## Task directions:
From the material below, extract every line that contains the string "bracelet". Case counts, so a line matches only if its letters have the same capitalization.

## Exercise material:
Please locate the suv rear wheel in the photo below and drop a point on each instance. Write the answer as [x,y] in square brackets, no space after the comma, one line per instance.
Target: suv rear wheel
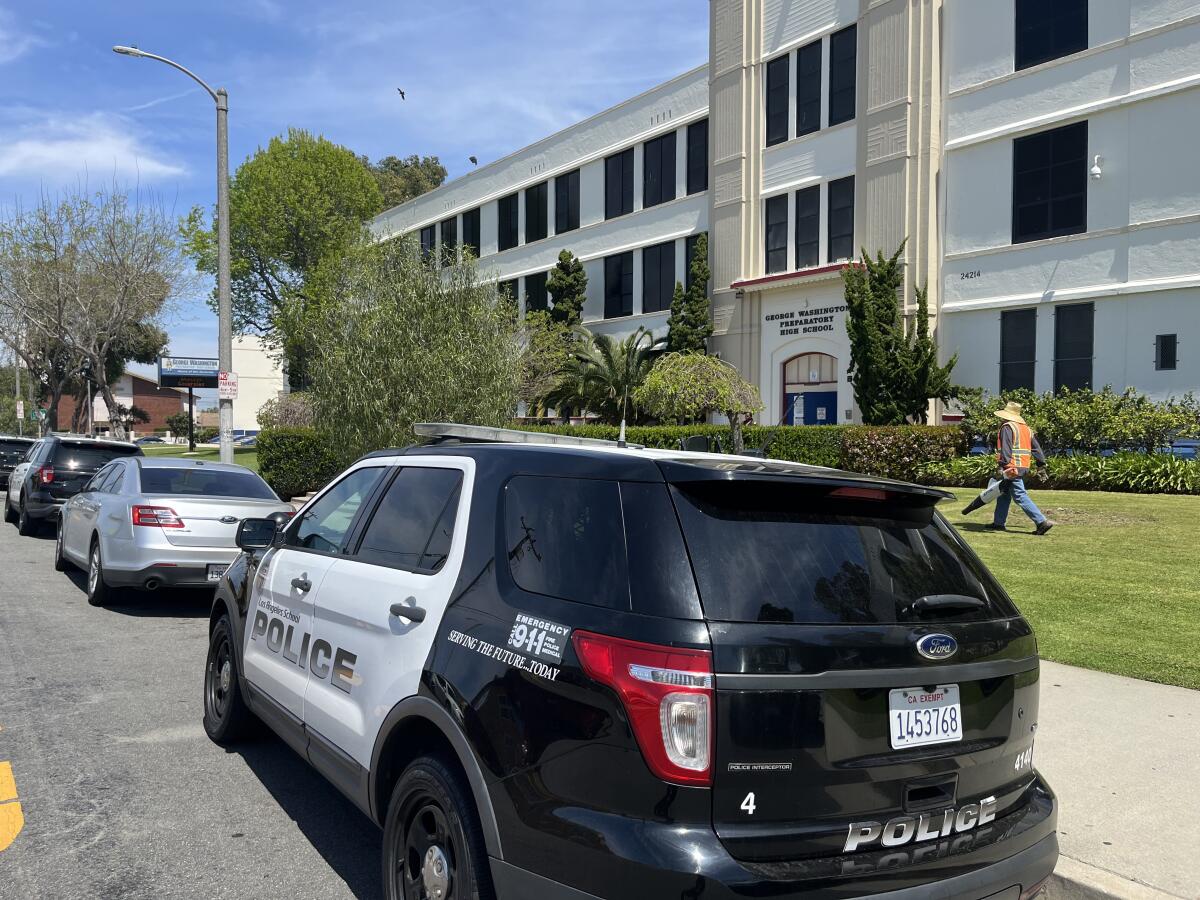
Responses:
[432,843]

* * *

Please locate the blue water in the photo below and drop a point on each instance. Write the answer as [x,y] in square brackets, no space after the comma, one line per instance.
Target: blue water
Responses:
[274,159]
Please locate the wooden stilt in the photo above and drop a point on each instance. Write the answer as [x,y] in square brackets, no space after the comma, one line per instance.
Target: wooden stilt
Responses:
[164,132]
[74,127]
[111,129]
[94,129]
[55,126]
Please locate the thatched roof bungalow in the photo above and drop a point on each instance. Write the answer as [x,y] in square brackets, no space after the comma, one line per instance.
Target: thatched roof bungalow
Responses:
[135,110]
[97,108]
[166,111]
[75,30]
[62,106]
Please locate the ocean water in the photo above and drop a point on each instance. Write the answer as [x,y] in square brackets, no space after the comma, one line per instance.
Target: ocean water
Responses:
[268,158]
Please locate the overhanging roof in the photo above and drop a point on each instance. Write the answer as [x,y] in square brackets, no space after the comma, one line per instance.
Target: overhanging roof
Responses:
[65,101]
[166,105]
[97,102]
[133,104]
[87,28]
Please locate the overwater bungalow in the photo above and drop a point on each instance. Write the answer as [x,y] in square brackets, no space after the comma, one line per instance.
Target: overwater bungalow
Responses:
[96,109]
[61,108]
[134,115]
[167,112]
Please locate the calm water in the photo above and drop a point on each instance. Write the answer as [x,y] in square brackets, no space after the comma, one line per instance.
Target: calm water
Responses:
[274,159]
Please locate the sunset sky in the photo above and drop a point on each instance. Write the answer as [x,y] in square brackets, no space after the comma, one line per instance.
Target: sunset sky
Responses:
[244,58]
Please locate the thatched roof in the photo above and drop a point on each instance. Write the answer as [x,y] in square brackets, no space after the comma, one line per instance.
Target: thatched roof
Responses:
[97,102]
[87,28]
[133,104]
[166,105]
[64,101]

...

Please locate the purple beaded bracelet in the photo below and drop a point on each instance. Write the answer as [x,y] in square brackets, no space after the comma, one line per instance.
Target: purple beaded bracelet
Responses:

## Written solution:
Please locate the purple beaded bracelet in the photo below and drop a point on each instance. Write the answer as [x,y] in square brackets, no space after the comma, one line per instance.
Target: purple beaded bracelet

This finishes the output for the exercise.